## Texte à lire
▼
L'employeur qui licencie le salarié malgré une clause de garantie d'emploi contenue dans la convention collective prend le risque que le salarié demande au Conseil de prud'hommes de considérer son licenciement comme privé de cause réelle et sérieuse au regard du motif invoqué (Cass. soc., 29 juin 2011, n° 10-11.052, Cass. soc., 23 janvier 2013, n° 11-28.303).
Lorsque c'est le contrat de travail qui prévoit la clause de garantie d'emploi, l'employeur doit en cas de non-respect de cette garantie verser au salarié l'indemnité prévue par la clause. Si le montant de l'indemnité n'est pas fixée alors l'employeur peut avoir à verser à l'intéressé l'ensemble des salaires qu'il aurait perçus jusqu'à la fin de la période couverte par la garantie d'emploi (Cass. soc., 27 octobre 1998, n° 95-43.308).
Procédure de licenciement à suivre face aux absences répétées d'un salarié malade
L'employeur est tenu de respecter la procédure mentionnée aux articles L. 1226-2-1 et L. 1226-12 du Code du travail.
La convocation du salarié concerné à un entretien préalable
La convocation se fait soit :
- par lettre recommandée avec accusé de réception ;
- par lettre remise en main propre contre décharge.
Cette lettre indique son objet (article L. 1232-2 du Code du travail) et mentionne la possibilité dont dispose le salarié de recourir à un conseiller (article L. 1232-4 du Code du travail).
L'entretien préalable
L'entretien préalable se tient au moins 5 jours ouvrables après la présentation de la convocation.
L'employeur indique au salarié les motifs du licenciement, c'est-à-dire que ses absences répétées ou prolongées perturbent le bon fonctionnement de l'entreprise et qu'il est contraint de le remplacer définitivement.
À noter : le fait que salarié ne se présente pas à l'entretien n'empêche en rien la poursuite de la procédure.
La notification du licenciement
La notification du licenciement se fait par lettre recommandée avec avis de réception, laquelle comporte l'énoncé précis des motifs du licenciement (article L. 1232-6 du Code du travail). Elle doit donc expliquer précisément en quoi l'absence du salarié perturbe l'entreprise et pourquoi son remplacement définitif s'impose. Un délai d'au moins 2 jours ouvrables après la date prévue de l'entretien préalable doit être respecté pour l'expédition de cette lettre.
▲
## Données fournies
▼
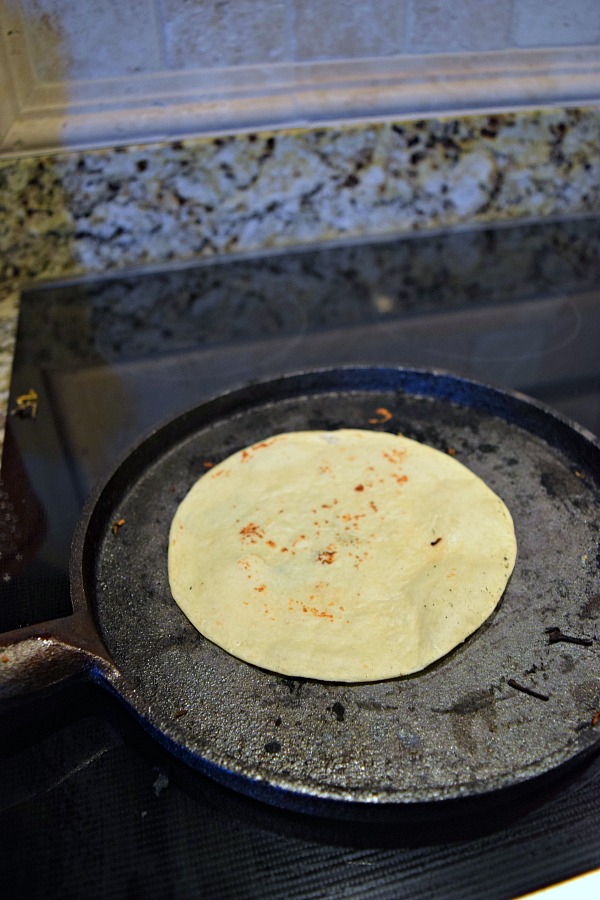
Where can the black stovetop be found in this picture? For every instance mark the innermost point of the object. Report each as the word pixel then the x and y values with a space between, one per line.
pixel 91 805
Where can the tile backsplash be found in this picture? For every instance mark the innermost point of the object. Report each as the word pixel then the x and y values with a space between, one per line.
pixel 81 74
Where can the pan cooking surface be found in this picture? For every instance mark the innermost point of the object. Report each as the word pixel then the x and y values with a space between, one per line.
pixel 460 728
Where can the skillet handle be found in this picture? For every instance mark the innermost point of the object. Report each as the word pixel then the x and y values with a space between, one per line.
pixel 36 658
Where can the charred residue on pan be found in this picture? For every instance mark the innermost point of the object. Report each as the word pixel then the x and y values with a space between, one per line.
pixel 468 713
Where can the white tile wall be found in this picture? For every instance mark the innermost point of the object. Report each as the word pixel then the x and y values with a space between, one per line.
pixel 90 72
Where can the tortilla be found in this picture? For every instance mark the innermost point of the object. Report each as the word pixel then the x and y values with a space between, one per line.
pixel 345 555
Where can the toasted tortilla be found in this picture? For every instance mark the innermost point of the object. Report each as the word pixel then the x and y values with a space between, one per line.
pixel 347 555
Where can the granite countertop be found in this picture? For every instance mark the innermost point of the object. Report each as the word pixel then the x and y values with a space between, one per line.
pixel 172 203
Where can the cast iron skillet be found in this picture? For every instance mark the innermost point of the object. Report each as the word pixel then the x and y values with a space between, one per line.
pixel 463 728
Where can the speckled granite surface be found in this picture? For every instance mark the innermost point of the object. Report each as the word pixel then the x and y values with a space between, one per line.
pixel 78 213
pixel 86 212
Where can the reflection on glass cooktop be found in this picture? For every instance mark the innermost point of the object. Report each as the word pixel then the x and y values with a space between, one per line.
pixel 110 358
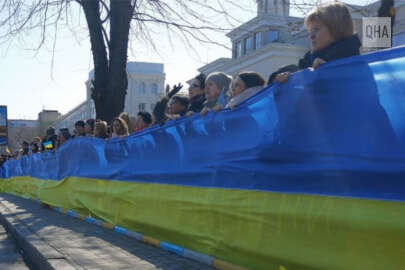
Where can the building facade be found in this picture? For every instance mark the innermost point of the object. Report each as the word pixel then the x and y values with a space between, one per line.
pixel 263 44
pixel 145 87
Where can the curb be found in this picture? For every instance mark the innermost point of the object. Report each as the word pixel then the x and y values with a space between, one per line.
▲
## Questions de lecture
a - Répondez à ces questions sur le texte sur le licenciement :
(i) Combien de jours ouvrables au moins séparent la présentation de la convocation et l'entretien préalable ?
(ii) Par quel type de lettre se fait la notification du licenciement ?
(iii) Quel délai minimum faut-il respecter après la date prévue de l'entretien préalable pour envoyer cette lettre ?
b - Recopiez dans le texte sur le licenciement tout ce qui va de « La convocation du » jusqu'à « propre contre décharge. ».
c - Continuez le texte sur le licenciement après sa dernière phrase.

## Réponses par tâche
a -
(i) Au moins 5 jours ouvrables.
(ii) Par lettre recommandée avec avis de réception.
(iii) Au moins 2 jours ouvrables.

b -
La convocation du salarié concerné à un entretien préalable
La convocation se fait soit :
- par lettre recommandée avec accusé de réception ;
- par lettre remise en main propre contre décharge.

c -
Le décret n° 2017-1820 du 29 décembre 2017, pris en application de l’ordonnance n° 2017-1387 du 22 septembre 2017, propose 6 modèles types de lettres de notification de licenciement, dont notamment un modèle de lettre de licenciement pour motif personnel non disciplinaire. Ces modèles sont facultatifs pour l‘employeur et peuvent être adaptés à la situation spécifique du salarié.
À noter : les dispositions conventionnelles applicables à l'entreprise doivent être vérifiées car elles peuvent prévoir le respect d'une procédure différente.
Important : si le salarié concerné est un salarié protégé, l'autorisation de l'inspecteur du travail doit être sollicitée.
Indemnisation du salarié licencié pour absences prolongées ou répétées pour maladie
Doivent être versées, par l'employeur, au salarié licencié :
- une indemnité compensatrice de préavis si une disposition conventionnelle ou contractuelle prévoit son versement dans tous cas. À défaut, elle n'a pas à être versée car le salarié en arrêt maladie ne peut pas effectuer son préavis ;
- une indemnité de licenciement, s'il en respecte les conditions d'attribution. L'indemnité la plus favorable doit être attribuée au salarié entre l'indemnité légale, conventionnelle, usuelle ou contractuelle de licenciement ;
- une indemnité compensatrice de congés payés si le salarié concerné par la mesure de licenciement n'a pas épuisé la totalité des congés payés qu'il a acquis avant son départ.